───── QUOTED PASSAGE ─────

Sophie Marie Wallace, ’23, who is majoring in science, technology and society, also had her views of VR transformed in the class. “I was able to discover a passion I want to pursue in the future, which is using VR to improve sports performance in both land and aquatic sports,” Wallace said.

“The course is built around learning by doing, allowing students to experience and build applications that previous students could only read about, from therapeutic medicine to sports training to teaching empathy,” said Bailenson.

The class has drawn students majoring in diverse disciplines, including economics, political science, communication, anthropology, biology, computer science, film and media studies, comparative literature, art practice, psychology and sociology.

“There’s no better way to learn about something other than to experience it yourself, and that’s what this class did,” said Hana Tadesse, who plans to graduate next year with a major in computer science and a minor in communication.

Connecting and learning virtually
Virtual reality hardware has been part of Bailenson’s Virtual People course since it began, though usually as in-class demonstrations by graduate student assistants and student volunteers. Then, in March 2020, the coronavirus pandemic struck and all classes had to be taught remotely.

Bailenson realized virtual reality could reunite classmates as they learn about the technology and experience it first-hand. “After teaching remotely for over a year, there was a hunger to break out of the Zoom grid and try something different and exciting,” said Bailenson.

The university mailed VR headsets to students taking the course. Thus equipped, the students created virtual characters for themselves, called avatars, and virtually met up for class sessions.

Students learn the ropes of VR through a range of activities and explorations, including VR “field trips,” by guest lecturers such as Courtney Cogburn. Cogburn, associate professor of social work at Columbia University, is the lead creator of 1000 Cut Journey, an immersive VR experience developed in collaboration with VHIL that teaches racial empathy by having the viewer experience life as a black man who encounters racial prejudice. Another guest lecturer is former Stanford and National Football League quarterback Trent Edwards, who shows students how to learn about football plays in VR.

One of the most popular class exercises involves students mixing menu-driven commands and programming to create interactive virtual reality scenes such as Earth-like environments and whimsical tea parties with fairies in fantasy-scapes.

Interacting anew in the metaverse
To further foster an engaging classroom experience, teaching assistants moderate discussions with small student groups. The student avatars stand in a circle, introducing a spatial dimension that’s lost when video conferencing as talking heads on flat computer screens.

Students noticed and appreciated this subtle but powerful change to their discussion format, which helps highlight how design choices have an impact on people using technology.

Teaching Virtual People entirely in VR has proven timely given the intense interest by companies, such as Facebook, in the “metaverse” – shared virtual world environments where, for instance, users immerse themselves into a multi-dimensional digital version of the internet.

“Our class is the metaverse,” said Bailenson. “It is the perfect example of how to build the infrastructure – hardware, software, content and people – and to build a persistent virtual world of avatars and scenes that people actually use.”

Looking ahead, Bailenson plans to continue teaching Virtual People in its natural medium of VR, with the aim of familiarizing his students with a valuable technological tool.

“It is gratifying to see how far virtual reality has come in the early 21st century,” said Bailenson. “I’m sure it will go even farther in the capable hands and minds of Stanford students.”

───── DATA EXTRACT ─────

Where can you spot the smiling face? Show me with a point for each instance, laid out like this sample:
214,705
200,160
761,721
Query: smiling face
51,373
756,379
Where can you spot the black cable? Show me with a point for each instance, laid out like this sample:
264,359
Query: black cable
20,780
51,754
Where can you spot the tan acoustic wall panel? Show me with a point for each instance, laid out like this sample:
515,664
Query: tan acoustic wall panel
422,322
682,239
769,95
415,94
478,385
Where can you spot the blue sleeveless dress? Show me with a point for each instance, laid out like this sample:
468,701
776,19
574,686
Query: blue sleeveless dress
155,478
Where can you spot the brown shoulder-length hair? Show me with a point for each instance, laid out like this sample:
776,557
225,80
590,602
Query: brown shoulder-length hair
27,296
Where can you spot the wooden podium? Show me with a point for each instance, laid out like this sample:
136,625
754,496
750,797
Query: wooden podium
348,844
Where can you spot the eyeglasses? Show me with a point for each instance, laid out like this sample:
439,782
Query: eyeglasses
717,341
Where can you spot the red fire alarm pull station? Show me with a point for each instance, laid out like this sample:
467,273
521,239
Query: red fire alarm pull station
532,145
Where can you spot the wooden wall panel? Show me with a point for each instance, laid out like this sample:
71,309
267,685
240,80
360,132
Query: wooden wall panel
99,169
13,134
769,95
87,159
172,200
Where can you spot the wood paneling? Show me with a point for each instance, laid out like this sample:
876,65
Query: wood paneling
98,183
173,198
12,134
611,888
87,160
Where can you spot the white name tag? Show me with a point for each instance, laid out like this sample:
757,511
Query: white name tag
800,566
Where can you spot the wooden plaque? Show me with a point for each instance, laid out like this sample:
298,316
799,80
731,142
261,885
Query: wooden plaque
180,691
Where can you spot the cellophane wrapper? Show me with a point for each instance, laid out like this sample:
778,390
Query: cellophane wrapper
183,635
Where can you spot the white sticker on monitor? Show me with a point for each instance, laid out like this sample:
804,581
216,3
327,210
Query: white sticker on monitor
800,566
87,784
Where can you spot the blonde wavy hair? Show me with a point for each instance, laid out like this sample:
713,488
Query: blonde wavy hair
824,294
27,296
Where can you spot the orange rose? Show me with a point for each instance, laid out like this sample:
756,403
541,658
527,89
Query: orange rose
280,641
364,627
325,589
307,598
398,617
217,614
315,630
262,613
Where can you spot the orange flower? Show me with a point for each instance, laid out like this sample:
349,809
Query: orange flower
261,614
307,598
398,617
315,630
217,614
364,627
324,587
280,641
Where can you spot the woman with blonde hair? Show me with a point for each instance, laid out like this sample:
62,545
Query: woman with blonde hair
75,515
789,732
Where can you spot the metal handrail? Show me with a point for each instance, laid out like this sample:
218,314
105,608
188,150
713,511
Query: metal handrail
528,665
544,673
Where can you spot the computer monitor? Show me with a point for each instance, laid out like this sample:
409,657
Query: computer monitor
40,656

─────

| TASK 1 |
List the parts of the infrastructure that Bailenson names in his quote about building the metaverse in the article on the Virtual People course.
| TASK 2 |
Summarize the article on the Virtual People course in two sentences.
| TASK 3 |
From the article on the Virtual People course, reproduce word for word the passage between "Teaching Virtual People entirely" and "of the internet.", inclusive.

| EXERCISE RESULT 1 |
hardware
software
content
people

| EXERCISE RESULT 2 |
After the pandemic forced remote teaching, the Virtual People course was taught entirely in virtual reality: the university mailed VR headsets to students, who met as avatars, took VR field trips, and built interactive scenes. The class drew students from many majors, and Bailenson, who calls the class the metaverse, plans to keep teaching it in VR.

| EXERCISE RESULT 3 |
Teaching Virtual People entirely in VR has proven timely given the intense interest by companies, such as Facebook, in the “metaverse” – shared virtual world environments where, for instance, users immerse themselves into a multi-dimensional digital version of the internet.